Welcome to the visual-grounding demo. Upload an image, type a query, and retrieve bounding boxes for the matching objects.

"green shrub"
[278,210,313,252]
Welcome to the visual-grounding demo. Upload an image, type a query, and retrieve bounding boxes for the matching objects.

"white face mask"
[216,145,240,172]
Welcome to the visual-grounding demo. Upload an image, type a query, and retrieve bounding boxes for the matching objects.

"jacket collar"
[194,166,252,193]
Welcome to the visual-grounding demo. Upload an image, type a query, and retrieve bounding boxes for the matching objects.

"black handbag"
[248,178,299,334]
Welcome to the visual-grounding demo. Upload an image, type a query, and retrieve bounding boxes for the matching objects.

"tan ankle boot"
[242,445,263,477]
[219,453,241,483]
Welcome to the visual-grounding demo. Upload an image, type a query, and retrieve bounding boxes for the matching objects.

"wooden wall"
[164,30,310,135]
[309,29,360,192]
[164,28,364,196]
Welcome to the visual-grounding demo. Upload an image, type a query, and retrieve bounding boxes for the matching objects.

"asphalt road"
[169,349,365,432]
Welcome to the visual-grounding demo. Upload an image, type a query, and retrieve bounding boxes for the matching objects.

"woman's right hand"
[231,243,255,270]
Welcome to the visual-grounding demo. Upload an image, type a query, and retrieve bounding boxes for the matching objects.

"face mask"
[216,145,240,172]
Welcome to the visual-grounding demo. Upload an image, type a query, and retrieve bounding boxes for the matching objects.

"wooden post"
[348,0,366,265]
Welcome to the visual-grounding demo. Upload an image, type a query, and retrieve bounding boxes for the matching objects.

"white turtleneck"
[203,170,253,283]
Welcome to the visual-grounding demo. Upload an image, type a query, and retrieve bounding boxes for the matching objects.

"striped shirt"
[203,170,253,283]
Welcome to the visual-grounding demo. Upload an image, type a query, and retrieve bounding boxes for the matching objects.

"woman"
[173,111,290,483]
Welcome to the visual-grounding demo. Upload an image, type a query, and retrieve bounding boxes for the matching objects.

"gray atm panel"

______

_What is being asked_.
Could you copy every line of the material above word for word, with nothing changed or left out?

_Answer to the exercise_.
Welcome to the visual-grounding demo. Upload an image, type a query, and retrieve bounding boxes for the matching objects.

"green shrub"
[278,210,313,252]
Welcome to the visual-grounding demo. Upload an image, type a query, and retrieve bounding boxes for the matching objects.

"white face mask"
[216,145,240,172]
Welcome to the visual-grounding demo. Upload an image, type a query, and retrieve bounding boxes for the matching objects.

"jacket collar"
[194,166,252,193]
Welcome to the visual-grounding demo. Upload an image, type a query, and retrieve bounding boxes for the matching objects.

"black handbag"
[248,178,299,334]
Welcome to the visual-grounding demo. Upload an image, type a query, and retrieve bounding boxes for the matching objects.

"tan ankle boot"
[242,445,263,477]
[219,453,241,483]
Welcome to the visual-grounding demo. Upload an image, type a query, and retrieve bounding boxes for the matching objects.

"wooden wall"
[164,30,310,135]
[309,29,360,192]
[164,28,364,196]
Welcome to the visual-grounding demo. Upload an image, type a query, and retrieve bounding boxes for the matching objects.

"asphalt road"
[169,349,365,432]
Welcome to the visual-grounding demo. Upload an image, type a query, and retrieve bounding boxes for the matching objects.

"woman's right hand"
[231,243,255,270]
Welcome to the visual-grounding demo. Upload an image, type a query, and retrieve bounding boxes for the matching objects.

"face mask"
[216,145,240,172]
Welcome to the visual-grounding demo. Upload an image, type a query, and retrieve bounding boxes for the matching objects.

"wooden post"
[348,0,366,265]
Welcome to the visual-grounding demo. Upload an image, type a query, and retrieve bounding boxes for the matching objects.

"white turtleneck"
[203,170,253,283]
Welcome to the visual-grounding demo. Upload an image, type a query, and retrieve bounding boxes for the matching objects.

"striped shirt"
[203,170,253,283]
Welcome to the visual-grounding demo. Upload an image, type a query, and retrieve bounding boxes for the matching objects.

"woman"
[173,111,290,483]
Welcome to the visual-grounding demo. Upload an image, type a query, and retrieve bounding boxes for the matching objects.

"gray atm panel"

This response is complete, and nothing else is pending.